Entries from a point annotation set:
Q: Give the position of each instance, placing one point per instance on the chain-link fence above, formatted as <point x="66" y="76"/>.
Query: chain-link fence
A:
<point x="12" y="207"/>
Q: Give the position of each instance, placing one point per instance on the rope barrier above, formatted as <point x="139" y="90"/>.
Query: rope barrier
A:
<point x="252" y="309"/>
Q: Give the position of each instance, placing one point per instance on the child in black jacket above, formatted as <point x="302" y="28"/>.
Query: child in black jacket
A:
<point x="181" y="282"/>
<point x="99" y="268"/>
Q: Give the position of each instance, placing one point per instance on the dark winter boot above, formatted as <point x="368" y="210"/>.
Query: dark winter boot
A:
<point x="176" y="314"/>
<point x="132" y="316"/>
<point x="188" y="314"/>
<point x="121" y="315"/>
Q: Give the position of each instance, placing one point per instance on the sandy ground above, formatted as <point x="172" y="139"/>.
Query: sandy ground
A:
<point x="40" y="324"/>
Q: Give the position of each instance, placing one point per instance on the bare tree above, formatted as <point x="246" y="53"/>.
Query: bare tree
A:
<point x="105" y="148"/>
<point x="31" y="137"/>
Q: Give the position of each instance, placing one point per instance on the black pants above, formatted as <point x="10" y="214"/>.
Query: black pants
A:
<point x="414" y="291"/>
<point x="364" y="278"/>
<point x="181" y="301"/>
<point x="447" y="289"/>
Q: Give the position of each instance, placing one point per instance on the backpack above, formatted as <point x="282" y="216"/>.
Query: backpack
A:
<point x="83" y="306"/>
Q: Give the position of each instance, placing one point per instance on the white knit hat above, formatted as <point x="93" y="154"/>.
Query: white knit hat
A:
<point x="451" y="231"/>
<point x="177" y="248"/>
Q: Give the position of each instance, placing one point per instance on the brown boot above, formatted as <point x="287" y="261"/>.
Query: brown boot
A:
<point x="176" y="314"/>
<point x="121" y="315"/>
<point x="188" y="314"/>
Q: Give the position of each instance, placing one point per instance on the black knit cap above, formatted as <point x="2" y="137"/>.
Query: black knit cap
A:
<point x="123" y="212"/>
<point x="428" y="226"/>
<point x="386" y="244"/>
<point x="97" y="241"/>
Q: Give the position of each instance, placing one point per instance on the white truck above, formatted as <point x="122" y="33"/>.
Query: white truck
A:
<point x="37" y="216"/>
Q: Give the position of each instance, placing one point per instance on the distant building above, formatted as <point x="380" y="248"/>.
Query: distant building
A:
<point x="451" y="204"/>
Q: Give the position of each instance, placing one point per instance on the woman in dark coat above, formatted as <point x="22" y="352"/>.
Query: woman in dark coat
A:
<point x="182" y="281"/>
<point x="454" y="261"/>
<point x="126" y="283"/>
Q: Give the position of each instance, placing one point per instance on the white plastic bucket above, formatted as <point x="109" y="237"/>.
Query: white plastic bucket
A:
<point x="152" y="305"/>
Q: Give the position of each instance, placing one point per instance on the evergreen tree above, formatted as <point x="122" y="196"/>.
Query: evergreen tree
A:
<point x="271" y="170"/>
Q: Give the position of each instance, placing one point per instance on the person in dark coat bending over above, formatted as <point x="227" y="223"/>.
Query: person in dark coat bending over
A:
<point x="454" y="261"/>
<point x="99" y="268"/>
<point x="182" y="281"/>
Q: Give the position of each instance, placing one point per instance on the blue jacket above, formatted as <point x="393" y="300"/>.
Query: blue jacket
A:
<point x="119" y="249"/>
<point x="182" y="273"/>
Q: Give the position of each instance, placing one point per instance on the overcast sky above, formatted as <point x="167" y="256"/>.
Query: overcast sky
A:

INSTRUCTIONS TO FOLLOW
Retype the whole listing above exactly.

COMPLETE ANSWER
Q: Give the position of each instance, placing one point per instance on the chain-link fence above, formatted as <point x="66" y="76"/>.
Query: chain-link fence
A:
<point x="12" y="207"/>
Q: Give the position of each instance, placing one point per instance on the rope barrier above, formatted as <point x="139" y="90"/>.
Query: rope barrier
A:
<point x="252" y="309"/>
Q: Give the position of each instance, placing one point per instance on the child in black jacket above, formatted as <point x="302" y="28"/>.
Query: child in black jacket
A:
<point x="181" y="282"/>
<point x="99" y="268"/>
Q: Give the position of each instance, placing one point per instance on the dark winter boot above, formatted as <point x="368" y="210"/>.
Query: dark winter boot
A:
<point x="176" y="314"/>
<point x="132" y="316"/>
<point x="188" y="314"/>
<point x="121" y="315"/>
Q: Give the position of each instance, placing one point per instance on the sandy ground above, formatted as <point x="172" y="139"/>.
Query: sandy ground
A:
<point x="40" y="324"/>
Q: Give the position of each instance, placing one point per instance on the bare tree above, formatted as <point x="246" y="53"/>.
Query: bare tree
A:
<point x="105" y="148"/>
<point x="31" y="137"/>
Q: Give the position of each instance, placing one point per instance on the black pants above, formatted as <point x="10" y="214"/>.
Query: black pants
A:
<point x="414" y="291"/>
<point x="364" y="278"/>
<point x="181" y="301"/>
<point x="447" y="289"/>
Q: Give the position of each instance, placing one point per instance on the backpack above, formatted as <point x="282" y="216"/>.
Query: backpack
A:
<point x="83" y="306"/>
Q: Give the position of each instance, placing one point per instance on the white knit hat above, formatted as <point x="93" y="154"/>.
Query: white knit hat
A:
<point x="451" y="231"/>
<point x="177" y="248"/>
Q: Give the position of each instance, placing one point per instance on the brown boot above, formatted as <point x="287" y="261"/>.
Query: brown boot
A:
<point x="176" y="314"/>
<point x="121" y="315"/>
<point x="188" y="314"/>
Q: Give the position of each instance, placing one point per instance on the black knit cap above, formatted as <point x="2" y="137"/>.
Query: black knit cap
A:
<point x="123" y="212"/>
<point x="428" y="226"/>
<point x="386" y="244"/>
<point x="97" y="241"/>
Q: Give the position of each instance, placing one point per instance on the white truck above, formatted as <point x="122" y="33"/>.
Query: white truck
A:
<point x="37" y="216"/>
Q: Give the position of each instance, placing one point per instance on the distant building above, formatted as <point x="380" y="248"/>.
Query: distant building
A:
<point x="451" y="204"/>
Q: Give the position of each instance, placing one point per instance on the woman in dark coat above, formatted as <point x="22" y="352"/>.
Query: woman in dark coat
A:
<point x="182" y="281"/>
<point x="454" y="261"/>
<point x="126" y="283"/>
Q: Give the position of each instance, placing one point per instance on the white plastic bucket above, formatted as <point x="109" y="237"/>.
Query: white plastic bucket
A:
<point x="152" y="305"/>
Q: Give the position of each instance, placing one point per instance on the evergreen tree above, formatted as <point x="122" y="196"/>.
Query: evergreen tree
A:
<point x="271" y="170"/>
Q: Give the position of each instance, placing one point per instance on the person in dark coat bending over above, formatted as <point x="227" y="223"/>.
Query: person in dark coat bending over
A:
<point x="454" y="261"/>
<point x="99" y="268"/>
<point x="182" y="281"/>
Q: Give the position of each instance, placing one point per instance on the blue jacket above, formatted as <point x="393" y="300"/>.
Query: blue jacket
A:
<point x="119" y="249"/>
<point x="182" y="273"/>
Q: Give the position of each instance, placing one point per instance on the overcast sky above, formatted as <point x="167" y="256"/>.
Query: overcast sky
A:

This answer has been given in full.